GIVEN TEXT →
■ ■ ■ ■ ■ ■ ■

Why acoustic treatment should be your first expense
Being the adventurous, un-monied, and fairly non-famous soul that I am, I’ve been in a ton of low-end recording studios. Project studios, home studios, studios in strip malls, studios in cottages behind houses. I’ve visited rehearsal studios in Houston suburbs, band garages in Austin slums, electronica dens in Albuquerque, and video production suites in Oakland. I’ve also been in my fair share of commercial studios. And of course, I’ve built out countless bedroom studios of my own over the course of a 26-year career. Some were pretty bad, I admit.
That’s not to mention all the studio pictures I’ve seen and remote collaborations on Skype and Zoom. I’ve seen enough studio desks to last me a lifetime, and almost daily I see an image of some slick piece of gear I wish I had. Video monitors, big bad computers, control surfaces, pre-amps, mics, you name it.
It turns out that almost without fail, you can a tell a professional by the studio they keep – and it looks quite different than some might expect. You can also predict with reasonable accuracy how a recordist’s work will sound by looking around their room.
Given the topic of this issue, you may not be surprised to hear me say, it’s not the $50,000 Pro Tools rigs or high-end monitor switchers that make the difference. It’s not even the expensive preamps or vintage microphones (although those things don’t hurt).
What it comes down to is the room. Capturing audio is all about the space of course, but especially when it comes to mixing – we all know what a poorly responding room can do to a mix. So, it’s a harbinger of bad things to come when I walk into a studio that boasts $100,000 worth of shiny new equipment placed haphazardly in a hard square box.

■ ■ ■ ■ ■ ■ ■

Region annotation entries →
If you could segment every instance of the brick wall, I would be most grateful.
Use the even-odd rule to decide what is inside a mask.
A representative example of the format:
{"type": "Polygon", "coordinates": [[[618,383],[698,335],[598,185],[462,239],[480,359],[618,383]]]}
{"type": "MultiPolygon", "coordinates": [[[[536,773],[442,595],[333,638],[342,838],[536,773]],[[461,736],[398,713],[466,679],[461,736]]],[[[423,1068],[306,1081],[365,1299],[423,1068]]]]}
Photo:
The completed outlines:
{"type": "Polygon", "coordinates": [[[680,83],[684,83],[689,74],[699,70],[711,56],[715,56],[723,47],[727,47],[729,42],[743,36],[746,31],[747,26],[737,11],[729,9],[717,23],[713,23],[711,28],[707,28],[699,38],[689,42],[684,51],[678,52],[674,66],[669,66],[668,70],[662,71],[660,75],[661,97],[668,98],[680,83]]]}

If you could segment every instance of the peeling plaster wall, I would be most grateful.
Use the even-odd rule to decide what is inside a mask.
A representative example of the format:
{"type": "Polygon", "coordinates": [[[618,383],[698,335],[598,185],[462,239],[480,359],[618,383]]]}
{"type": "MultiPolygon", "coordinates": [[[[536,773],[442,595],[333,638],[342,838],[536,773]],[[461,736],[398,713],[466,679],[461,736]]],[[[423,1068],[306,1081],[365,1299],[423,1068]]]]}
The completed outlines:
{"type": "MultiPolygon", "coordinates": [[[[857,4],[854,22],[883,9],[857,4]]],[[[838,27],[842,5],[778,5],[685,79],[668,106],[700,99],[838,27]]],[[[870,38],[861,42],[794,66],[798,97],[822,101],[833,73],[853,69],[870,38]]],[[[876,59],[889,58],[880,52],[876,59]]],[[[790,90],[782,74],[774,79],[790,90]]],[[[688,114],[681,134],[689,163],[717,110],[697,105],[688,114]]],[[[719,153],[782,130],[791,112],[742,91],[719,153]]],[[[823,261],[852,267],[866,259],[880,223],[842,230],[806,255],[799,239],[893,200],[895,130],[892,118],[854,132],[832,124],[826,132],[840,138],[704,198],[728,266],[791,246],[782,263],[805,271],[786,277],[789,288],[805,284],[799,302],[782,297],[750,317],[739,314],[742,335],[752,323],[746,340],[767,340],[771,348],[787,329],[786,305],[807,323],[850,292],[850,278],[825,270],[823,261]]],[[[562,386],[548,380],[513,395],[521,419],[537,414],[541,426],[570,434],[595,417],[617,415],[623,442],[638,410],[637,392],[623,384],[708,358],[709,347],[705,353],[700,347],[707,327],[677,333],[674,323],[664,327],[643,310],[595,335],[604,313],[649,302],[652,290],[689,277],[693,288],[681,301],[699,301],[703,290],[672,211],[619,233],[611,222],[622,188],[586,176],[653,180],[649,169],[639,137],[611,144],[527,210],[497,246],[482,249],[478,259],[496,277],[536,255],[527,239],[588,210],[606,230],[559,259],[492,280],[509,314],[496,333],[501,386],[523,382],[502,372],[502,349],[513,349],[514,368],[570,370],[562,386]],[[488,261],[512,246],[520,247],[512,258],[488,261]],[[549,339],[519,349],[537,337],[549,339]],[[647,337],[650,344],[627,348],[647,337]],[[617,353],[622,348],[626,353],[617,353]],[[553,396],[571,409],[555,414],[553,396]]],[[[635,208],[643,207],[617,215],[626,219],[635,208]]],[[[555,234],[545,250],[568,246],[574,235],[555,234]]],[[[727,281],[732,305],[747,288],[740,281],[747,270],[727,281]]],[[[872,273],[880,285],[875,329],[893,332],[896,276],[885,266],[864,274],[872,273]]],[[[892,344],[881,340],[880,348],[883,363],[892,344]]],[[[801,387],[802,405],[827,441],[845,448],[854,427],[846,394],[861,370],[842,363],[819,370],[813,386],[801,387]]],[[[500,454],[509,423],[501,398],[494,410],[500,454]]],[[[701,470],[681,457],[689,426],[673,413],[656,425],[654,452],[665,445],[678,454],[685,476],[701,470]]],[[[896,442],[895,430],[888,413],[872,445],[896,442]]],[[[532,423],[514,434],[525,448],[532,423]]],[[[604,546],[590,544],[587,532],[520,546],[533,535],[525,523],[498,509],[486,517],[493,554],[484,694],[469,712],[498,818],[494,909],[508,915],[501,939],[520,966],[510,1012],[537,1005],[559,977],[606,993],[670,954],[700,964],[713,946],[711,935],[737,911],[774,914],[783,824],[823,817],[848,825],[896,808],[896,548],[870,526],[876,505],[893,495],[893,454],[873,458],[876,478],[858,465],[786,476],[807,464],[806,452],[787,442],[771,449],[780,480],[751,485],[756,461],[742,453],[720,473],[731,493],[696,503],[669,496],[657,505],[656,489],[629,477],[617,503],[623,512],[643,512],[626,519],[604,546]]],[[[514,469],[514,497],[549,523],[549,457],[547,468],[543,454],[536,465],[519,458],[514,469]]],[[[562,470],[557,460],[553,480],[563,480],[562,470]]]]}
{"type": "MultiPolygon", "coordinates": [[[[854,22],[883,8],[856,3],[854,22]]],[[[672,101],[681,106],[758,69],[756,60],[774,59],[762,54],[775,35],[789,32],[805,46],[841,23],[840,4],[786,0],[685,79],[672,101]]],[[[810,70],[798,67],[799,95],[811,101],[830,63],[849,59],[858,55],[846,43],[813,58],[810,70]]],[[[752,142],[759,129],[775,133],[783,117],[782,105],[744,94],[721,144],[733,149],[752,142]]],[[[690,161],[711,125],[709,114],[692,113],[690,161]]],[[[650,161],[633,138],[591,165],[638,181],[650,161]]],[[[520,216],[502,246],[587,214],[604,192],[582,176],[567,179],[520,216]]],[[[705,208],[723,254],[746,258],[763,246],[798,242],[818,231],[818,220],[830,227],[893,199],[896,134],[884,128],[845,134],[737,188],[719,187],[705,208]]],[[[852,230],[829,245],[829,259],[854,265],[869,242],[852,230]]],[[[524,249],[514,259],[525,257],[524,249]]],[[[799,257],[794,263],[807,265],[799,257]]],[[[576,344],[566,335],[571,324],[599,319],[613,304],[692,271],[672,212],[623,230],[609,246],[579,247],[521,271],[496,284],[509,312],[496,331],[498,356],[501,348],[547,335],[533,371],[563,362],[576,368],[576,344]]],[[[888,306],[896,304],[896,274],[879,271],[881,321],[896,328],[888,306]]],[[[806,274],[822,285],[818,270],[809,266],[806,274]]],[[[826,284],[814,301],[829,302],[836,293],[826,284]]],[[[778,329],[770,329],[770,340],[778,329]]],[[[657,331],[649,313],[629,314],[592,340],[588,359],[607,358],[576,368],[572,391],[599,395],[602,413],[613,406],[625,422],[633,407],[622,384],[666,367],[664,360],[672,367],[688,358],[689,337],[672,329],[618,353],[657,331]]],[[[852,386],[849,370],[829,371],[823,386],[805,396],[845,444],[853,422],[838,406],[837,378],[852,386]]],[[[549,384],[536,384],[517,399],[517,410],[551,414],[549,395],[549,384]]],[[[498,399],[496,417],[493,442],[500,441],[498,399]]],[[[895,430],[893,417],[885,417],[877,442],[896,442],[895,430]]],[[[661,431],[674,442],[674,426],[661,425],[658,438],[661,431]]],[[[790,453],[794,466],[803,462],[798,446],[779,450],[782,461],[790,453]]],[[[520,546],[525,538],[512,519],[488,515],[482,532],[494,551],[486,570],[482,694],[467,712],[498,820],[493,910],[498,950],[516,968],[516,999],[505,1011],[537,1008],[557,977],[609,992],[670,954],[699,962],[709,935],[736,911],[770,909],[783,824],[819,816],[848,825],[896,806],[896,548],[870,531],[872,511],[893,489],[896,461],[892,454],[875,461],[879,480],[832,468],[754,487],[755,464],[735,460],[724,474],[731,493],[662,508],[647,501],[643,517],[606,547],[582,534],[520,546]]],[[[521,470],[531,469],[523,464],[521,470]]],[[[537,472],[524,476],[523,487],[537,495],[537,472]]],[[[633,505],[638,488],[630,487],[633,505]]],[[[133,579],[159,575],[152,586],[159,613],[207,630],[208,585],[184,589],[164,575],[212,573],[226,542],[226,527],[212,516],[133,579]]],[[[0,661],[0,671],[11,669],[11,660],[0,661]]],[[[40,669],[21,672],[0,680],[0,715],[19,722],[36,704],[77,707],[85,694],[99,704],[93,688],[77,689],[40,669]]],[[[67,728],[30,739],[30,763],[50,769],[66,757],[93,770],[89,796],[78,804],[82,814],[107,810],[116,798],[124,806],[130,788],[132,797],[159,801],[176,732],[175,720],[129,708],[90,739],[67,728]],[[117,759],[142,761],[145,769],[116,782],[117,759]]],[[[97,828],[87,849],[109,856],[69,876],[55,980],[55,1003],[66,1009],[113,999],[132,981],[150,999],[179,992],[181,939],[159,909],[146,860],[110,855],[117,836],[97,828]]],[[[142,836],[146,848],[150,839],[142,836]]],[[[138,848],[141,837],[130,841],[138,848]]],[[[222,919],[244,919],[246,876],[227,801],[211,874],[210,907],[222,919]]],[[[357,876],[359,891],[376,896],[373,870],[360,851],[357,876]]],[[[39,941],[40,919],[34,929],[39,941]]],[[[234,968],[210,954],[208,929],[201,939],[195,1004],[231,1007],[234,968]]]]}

■ ■ ■ ■ ■ ■ ■

EXERCISE TASKS →
• a. Name every city mentioned in the article on acoustic treatment.
• b. From the article on acoustic treatment, copy the passage from "It turns out" to "hard square box.".
• c. Continue the article on acoustic treatment from its final sentence.

ANSWERS PER TASK →
• a. Houston, Austin, Albuquerque, Oakland

• b.
It turns out that almost without fail, you can a tell a professional by the studio they keep – and it looks quite different than some might expect. You can also predict with reasonable accuracy how a recordist’s work will sound by looking around their room.
Given the topic of this issue, you may not be surprised to hear me say, it’s not the $50,000 Pro Tools rigs or high-end monitor switchers that make the difference. It’s not even the expensive preamps or vintage microphones (although those things don’t hurt).
What it comes down to is the room. Capturing audio is all about the space of course, but especially when it comes to mixing – we all know what a poorly responding room can do to a mix. So, it’s a harbinger of bad things to come when I walk into a studio that boasts $100,000 worth of shiny new equipment placed haphazardly in a hard square box.

• c.
Why does this happen? Who knows? Perhaps we gravitate toward the prestigious. Perhaps we need to be able to boast about our equipment to draw in clients. Perhaps we think acoustic treatment is only for top-tier, multi-million-dollar facilities. Maybe people just don’t know why or how to properly prepare a room for audio.
Whatever it is, that’s why we at Recording Magazine dedicate an entire month to monitoring and acoustics. And perhaps this issue should have come out in January, because your listening and recording environments should be the first thing you deal with.
Especially if you’re revamping or building a new studio, rather than spending as much money as possible on your recording computer, microphones, plugins, software, keyboards, and so on, start your spending (and your building) with the room.
Don’t be afraid of running out of money. With some ingenuity you can properly treat a standard bedroom for not much more than the cost of a Rode Condenser – if that. And you can make it look good too! Remember, you don’t need to build a million-dollar facility with 30-foot ceilings, non-parallel surfaces, and outer walls full of sand.
And here’s a tip: Although every room tests out a bit differently, the solutions are pretty much always the same. So, you can finish 90% of your treatment before you even pick out a pair of monitors. In fact, that’s what I’d recommend. Treat the room and make it sound great on its own before you even bring in the furniture. Then get some great monitors, bring them and the other gear in, and listen. Then, if you’re so inclined you can test the room and make tweaks.
It won’t take as much time as you may think, and it won’t cost as much as you may be afraid of. Make the quality of the space your first priority with monitors a close second and you’ll be working with a foundation that’s far better than most other studios.
It really is all about the room!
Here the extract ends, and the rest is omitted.